_WHAT THE EXERCISE ASKS_
Here are some records. Copy each one exactly.
::::::
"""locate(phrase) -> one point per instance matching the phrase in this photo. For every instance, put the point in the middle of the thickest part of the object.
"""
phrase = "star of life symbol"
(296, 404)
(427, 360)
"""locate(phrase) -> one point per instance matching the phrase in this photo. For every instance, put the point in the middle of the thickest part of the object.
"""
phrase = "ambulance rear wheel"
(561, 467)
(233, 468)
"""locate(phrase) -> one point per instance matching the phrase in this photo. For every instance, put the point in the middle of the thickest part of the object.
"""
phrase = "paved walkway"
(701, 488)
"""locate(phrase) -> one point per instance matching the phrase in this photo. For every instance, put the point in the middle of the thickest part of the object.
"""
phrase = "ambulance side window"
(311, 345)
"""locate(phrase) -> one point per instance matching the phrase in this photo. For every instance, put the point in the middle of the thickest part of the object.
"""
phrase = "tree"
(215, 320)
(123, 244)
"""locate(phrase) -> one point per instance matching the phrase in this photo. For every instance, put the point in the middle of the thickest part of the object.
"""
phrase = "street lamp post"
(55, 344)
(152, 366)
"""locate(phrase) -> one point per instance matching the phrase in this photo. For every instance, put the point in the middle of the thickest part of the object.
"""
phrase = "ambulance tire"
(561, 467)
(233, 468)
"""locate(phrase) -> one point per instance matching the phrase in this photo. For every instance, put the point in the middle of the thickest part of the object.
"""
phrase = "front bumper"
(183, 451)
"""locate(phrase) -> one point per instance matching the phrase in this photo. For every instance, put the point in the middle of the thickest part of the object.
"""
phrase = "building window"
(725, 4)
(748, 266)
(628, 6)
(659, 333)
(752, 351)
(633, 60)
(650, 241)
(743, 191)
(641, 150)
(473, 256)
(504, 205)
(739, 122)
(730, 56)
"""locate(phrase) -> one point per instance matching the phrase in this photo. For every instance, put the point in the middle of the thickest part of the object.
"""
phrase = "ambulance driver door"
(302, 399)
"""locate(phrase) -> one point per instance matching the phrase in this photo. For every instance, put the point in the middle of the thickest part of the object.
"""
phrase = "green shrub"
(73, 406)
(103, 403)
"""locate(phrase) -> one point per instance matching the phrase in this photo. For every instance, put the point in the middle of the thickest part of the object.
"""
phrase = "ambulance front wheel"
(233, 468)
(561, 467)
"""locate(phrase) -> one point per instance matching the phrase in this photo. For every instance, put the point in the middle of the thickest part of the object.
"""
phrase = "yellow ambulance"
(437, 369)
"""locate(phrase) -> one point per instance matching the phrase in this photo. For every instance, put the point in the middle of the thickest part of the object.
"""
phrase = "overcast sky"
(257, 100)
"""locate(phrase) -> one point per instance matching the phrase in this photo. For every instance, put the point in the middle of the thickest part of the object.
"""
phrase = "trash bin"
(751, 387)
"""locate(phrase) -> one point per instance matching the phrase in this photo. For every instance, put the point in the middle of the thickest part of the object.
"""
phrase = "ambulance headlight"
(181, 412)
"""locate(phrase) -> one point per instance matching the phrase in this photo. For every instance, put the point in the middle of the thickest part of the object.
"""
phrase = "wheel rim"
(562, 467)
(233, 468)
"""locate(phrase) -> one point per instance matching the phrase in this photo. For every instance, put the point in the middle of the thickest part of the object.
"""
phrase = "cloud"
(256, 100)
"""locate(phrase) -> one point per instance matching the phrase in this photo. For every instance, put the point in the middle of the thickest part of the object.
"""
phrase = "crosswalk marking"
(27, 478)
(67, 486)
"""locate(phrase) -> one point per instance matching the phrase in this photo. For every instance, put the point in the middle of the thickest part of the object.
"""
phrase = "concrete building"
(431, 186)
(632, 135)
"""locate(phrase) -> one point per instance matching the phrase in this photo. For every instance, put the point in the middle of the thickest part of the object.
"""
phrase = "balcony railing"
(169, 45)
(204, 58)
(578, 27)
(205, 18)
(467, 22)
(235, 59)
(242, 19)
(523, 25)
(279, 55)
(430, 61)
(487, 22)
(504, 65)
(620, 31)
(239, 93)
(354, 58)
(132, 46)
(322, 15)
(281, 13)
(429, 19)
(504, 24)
::::::
_TASK RESULT_
"""locate(phrase) -> one point per instance matching the phrase in this photo. For every instance, put the point in the middle of the thickest part of the object.
"""
phrase = "star of life symbol"
(296, 404)
(427, 360)
"""locate(phrase) -> one point per instance matching the phrase in this photo. For every instance, put the point in the middle of the thickest part of the object.
"""
phrase = "ambulance rear wheel"
(561, 467)
(233, 468)
"""locate(phrase) -> one point per instance matching the phrase in this photo. For every instance, put the point in the middle of the thickest part of the object.
"""
phrase = "paved walkway"
(701, 488)
"""locate(phrase) -> one point per instance matching the phrase in this photo. For every instance, put the point in the middle of the thickest part of the object.
"""
phrase = "ambulance side window"
(311, 345)
"""locate(phrase) -> one point per instance matching the phrase in this photo. For every instance, put the point in the middle of the thickest part of the object.
"""
phrase = "tree"
(215, 320)
(123, 244)
"""locate(phrase) -> one point per instance matching the phrase in this photo. For every instance, put the point in the middle of the thickest part of the object.
"""
phrase = "street lamp post"
(55, 344)
(152, 366)
"""locate(phrase) -> one point per instance matching the phrase in this photo. For every instance, put the point in the middle of the thickest part of the object.
"""
phrase = "ambulance tire"
(561, 467)
(233, 468)
"""locate(phrase) -> one point per instance matching the phrase in this photo. For every instance, put the point in the middle of the thickest part of the object.
"""
phrase = "front bumper"
(183, 451)
"""locate(phrase) -> one point per instance matching the phrase in this photo. For every instance, put the point in the middle of the thickest part of the object.
"""
phrase = "building window"
(725, 4)
(748, 266)
(628, 6)
(659, 333)
(752, 351)
(633, 60)
(650, 241)
(743, 191)
(641, 150)
(473, 256)
(504, 205)
(739, 122)
(730, 56)
"""locate(phrase) -> one point per instance matching the phrase in this photo. For every instance, put the point in the middle of the thickest part of the object.
"""
phrase = "ambulance driver door"
(302, 399)
"""locate(phrase) -> one point per instance matching the phrase in this photo. For every instance, put the point in the middle of the thickest part of the object.
"""
phrase = "green shrub"
(73, 406)
(103, 403)
"""locate(phrase) -> one point per instance matching the phrase in this photo. For every instance, put the point in the middle of the thickest part of the object.
"""
phrase = "ambulance front wheel"
(233, 468)
(561, 467)
"""locate(phrase) -> one point per instance matching the phrase in this photo. For every instance, put the point in the middle of the thickest part of the object.
"""
phrase = "yellow ambulance"
(437, 369)
"""locate(phrase) -> one point per instance matching the phrase in this photo. For every instance, put the point in the middle of the thickest part of the object.
"""
phrase = "overcast sky"
(257, 100)
"""locate(phrase) -> one point per instance matching the phrase in this photo. For every instance, put the point in the middle of the thickest part of the object.
"""
phrase = "trash bin"
(751, 387)
"""locate(phrase) -> one point per instance matching the phrase in this photo. For every instance, put the point in the middle of the thickest part of the object.
"""
phrase = "ambulance headlight"
(181, 412)
"""locate(phrase) -> one point per instance matching the phrase in this photo. For every instance, put the point in the middle of the thickest part of the object.
"""
phrase = "wheel rim"
(562, 467)
(233, 468)
"""locate(phrase) -> one point per instance matching the phrase in this photo. For every instance, put the point in the middle of the thickest part of the object.
"""
phrase = "cloud"
(256, 100)
"""locate(phrase) -> one point per instance matching the phrase in this photo. For every instance, put the point in the middle of the thickest part of the object.
"""
phrase = "crosswalk marking"
(27, 478)
(67, 486)
"""locate(phrase) -> one point per instance matching the phrase in this photo. For every instance, put the point in the middle of the thickest part of the object.
"""
phrase = "concrete building"
(431, 186)
(632, 135)
"""locate(phrase) -> one point per instance matching the phrase in this photo. For every instance, put the point in the middle of the thickest part of the object.
"""
phrase = "balcony railing"
(169, 45)
(204, 58)
(578, 27)
(205, 18)
(467, 22)
(235, 59)
(242, 19)
(523, 25)
(279, 55)
(430, 61)
(487, 22)
(504, 65)
(620, 31)
(239, 93)
(354, 58)
(132, 46)
(322, 15)
(281, 13)
(429, 19)
(504, 24)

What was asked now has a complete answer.